__What the task requires__: Transcribe the lines of the items below word for word, starting at the line containing "TARGET: yellow flower" and continuing through the last line of the items.

[Point-based annotation data]

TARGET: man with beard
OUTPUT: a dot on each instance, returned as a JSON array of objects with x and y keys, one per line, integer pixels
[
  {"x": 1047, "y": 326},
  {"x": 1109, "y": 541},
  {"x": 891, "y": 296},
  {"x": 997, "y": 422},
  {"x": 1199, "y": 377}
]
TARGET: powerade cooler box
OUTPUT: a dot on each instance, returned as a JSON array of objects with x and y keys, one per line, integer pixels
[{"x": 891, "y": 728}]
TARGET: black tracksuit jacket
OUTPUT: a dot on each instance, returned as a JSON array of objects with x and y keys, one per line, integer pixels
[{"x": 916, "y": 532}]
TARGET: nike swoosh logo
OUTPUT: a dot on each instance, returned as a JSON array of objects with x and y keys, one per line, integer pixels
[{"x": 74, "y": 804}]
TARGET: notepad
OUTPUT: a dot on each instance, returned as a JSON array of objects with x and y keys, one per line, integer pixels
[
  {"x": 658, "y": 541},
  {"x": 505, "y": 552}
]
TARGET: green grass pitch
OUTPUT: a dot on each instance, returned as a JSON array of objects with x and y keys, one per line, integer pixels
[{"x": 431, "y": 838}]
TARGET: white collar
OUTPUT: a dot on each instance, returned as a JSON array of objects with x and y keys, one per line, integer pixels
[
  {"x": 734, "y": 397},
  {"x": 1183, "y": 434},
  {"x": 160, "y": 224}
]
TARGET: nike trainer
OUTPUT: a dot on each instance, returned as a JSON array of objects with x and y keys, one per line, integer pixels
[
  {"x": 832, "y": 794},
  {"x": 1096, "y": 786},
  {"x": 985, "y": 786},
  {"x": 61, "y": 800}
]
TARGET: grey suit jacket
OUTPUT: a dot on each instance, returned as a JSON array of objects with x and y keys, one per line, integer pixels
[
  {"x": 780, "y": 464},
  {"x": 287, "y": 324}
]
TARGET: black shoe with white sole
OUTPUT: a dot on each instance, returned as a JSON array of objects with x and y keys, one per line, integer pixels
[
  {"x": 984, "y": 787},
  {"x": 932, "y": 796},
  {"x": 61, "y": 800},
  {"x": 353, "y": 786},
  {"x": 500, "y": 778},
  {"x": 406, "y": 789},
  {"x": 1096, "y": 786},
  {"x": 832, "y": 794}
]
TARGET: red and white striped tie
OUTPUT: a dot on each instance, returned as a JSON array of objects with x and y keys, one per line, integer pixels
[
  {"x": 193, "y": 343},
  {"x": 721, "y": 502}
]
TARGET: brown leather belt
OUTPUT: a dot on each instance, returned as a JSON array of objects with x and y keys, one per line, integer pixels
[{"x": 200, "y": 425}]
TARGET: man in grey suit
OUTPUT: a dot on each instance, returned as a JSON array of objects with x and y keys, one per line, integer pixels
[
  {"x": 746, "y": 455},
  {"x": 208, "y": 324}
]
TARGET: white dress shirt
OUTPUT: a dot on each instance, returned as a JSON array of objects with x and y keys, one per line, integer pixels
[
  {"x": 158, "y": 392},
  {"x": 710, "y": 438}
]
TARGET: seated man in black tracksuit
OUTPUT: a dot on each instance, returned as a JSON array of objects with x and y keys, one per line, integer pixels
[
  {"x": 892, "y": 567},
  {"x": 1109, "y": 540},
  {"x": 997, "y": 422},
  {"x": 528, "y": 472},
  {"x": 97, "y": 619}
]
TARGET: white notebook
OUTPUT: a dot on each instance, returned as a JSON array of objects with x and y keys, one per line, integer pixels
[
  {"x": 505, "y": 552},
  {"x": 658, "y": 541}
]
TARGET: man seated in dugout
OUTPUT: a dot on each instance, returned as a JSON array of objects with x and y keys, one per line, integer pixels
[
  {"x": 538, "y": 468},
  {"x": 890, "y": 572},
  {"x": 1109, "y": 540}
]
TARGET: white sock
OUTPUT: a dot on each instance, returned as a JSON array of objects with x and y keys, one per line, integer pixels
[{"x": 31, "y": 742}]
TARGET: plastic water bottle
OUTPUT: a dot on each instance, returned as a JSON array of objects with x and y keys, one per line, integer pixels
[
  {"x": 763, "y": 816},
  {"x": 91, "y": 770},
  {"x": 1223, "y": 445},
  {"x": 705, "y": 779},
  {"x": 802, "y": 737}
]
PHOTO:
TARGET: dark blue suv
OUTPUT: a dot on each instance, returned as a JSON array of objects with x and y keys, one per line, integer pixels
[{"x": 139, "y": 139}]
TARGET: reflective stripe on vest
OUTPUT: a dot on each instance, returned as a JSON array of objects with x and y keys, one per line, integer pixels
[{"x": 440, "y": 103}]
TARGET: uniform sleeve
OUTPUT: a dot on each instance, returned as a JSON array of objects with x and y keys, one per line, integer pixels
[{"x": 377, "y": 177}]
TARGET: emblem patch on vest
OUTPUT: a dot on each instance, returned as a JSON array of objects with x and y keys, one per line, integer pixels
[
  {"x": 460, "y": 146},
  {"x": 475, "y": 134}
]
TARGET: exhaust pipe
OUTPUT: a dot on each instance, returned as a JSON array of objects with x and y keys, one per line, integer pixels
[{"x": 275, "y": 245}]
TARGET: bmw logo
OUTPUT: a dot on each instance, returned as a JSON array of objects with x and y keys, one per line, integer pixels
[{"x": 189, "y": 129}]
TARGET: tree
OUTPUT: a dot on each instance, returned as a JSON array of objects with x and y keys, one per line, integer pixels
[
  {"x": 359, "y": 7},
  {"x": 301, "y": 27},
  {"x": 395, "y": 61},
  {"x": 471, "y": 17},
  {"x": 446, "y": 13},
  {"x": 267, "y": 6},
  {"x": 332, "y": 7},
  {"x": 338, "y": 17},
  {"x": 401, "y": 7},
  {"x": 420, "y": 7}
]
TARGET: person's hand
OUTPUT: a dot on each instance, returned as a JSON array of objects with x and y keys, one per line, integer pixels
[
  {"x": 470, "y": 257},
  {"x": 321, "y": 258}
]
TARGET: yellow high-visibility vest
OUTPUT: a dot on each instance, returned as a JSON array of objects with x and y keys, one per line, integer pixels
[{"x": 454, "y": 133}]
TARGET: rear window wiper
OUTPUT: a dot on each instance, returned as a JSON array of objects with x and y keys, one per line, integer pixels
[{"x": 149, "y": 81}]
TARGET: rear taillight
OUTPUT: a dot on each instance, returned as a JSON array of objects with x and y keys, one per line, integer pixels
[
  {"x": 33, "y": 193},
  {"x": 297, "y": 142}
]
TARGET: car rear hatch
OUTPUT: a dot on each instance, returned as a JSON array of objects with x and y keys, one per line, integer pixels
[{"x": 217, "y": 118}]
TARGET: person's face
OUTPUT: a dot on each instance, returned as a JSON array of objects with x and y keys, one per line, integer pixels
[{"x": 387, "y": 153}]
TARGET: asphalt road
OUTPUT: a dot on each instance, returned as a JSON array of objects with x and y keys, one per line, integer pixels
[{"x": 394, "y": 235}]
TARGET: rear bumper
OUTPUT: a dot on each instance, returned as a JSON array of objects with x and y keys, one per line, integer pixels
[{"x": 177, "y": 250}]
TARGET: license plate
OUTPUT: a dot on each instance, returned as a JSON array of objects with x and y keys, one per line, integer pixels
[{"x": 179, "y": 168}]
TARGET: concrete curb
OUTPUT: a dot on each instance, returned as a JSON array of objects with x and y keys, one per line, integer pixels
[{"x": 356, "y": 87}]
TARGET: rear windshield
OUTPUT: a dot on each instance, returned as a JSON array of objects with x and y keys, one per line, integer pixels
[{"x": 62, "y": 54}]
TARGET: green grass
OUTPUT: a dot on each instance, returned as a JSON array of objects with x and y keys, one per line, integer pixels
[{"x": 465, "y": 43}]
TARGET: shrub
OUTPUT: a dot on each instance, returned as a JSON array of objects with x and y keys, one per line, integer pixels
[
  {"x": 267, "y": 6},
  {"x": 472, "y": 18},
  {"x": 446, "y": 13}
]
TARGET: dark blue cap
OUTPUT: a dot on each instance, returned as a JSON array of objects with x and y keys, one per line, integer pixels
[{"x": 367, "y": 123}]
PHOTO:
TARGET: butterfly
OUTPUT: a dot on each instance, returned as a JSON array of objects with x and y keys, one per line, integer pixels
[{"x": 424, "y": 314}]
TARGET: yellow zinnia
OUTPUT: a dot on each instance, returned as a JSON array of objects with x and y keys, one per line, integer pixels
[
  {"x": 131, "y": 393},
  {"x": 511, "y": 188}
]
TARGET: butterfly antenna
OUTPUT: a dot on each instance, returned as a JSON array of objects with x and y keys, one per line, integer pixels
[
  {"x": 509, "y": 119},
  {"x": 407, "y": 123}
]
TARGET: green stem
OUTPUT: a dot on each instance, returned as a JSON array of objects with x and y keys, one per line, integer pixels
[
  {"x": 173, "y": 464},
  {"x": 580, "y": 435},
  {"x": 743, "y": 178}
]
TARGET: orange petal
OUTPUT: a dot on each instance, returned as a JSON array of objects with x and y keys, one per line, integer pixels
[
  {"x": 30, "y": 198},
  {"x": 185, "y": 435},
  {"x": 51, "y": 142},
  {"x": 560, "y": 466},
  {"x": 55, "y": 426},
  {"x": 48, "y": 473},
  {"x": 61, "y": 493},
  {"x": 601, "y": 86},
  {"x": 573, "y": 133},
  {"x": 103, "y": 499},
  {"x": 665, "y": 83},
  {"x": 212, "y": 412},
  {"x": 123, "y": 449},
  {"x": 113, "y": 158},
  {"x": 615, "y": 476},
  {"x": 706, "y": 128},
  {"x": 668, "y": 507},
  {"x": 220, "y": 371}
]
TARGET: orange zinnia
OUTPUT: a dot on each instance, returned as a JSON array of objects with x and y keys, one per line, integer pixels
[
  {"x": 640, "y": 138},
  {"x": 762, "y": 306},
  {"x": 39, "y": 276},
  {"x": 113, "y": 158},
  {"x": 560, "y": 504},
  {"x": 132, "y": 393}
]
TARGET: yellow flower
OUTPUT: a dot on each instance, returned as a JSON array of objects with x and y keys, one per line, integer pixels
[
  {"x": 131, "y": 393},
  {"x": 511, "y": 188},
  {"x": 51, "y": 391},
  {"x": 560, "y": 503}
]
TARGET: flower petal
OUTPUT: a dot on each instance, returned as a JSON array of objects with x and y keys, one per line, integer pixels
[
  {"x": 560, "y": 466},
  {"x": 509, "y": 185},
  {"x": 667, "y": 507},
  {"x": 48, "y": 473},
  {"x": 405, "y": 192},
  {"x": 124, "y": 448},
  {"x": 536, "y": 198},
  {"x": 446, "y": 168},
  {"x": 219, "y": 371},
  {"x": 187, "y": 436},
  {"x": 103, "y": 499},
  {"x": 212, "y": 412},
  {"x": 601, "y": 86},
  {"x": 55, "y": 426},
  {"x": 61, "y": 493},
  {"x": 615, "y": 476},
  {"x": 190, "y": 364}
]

__Task solution__:
TARGET: yellow flower
OUTPUT: a dot on each instance, returned as a JSON array of objects with x and y keys, one per line, integer pixels
[
  {"x": 131, "y": 393},
  {"x": 511, "y": 188},
  {"x": 51, "y": 391},
  {"x": 560, "y": 503}
]
TARGET: flower petal
OUTPUT: a dot on each instance, returned as a JSON array of objects with x and y keys, one per line, integer pixels
[
  {"x": 560, "y": 466},
  {"x": 509, "y": 185},
  {"x": 667, "y": 507},
  {"x": 48, "y": 473},
  {"x": 405, "y": 192},
  {"x": 124, "y": 448},
  {"x": 536, "y": 198},
  {"x": 446, "y": 168},
  {"x": 219, "y": 371},
  {"x": 187, "y": 436},
  {"x": 103, "y": 499},
  {"x": 212, "y": 412},
  {"x": 601, "y": 86},
  {"x": 55, "y": 426},
  {"x": 61, "y": 493},
  {"x": 615, "y": 476},
  {"x": 190, "y": 364}
]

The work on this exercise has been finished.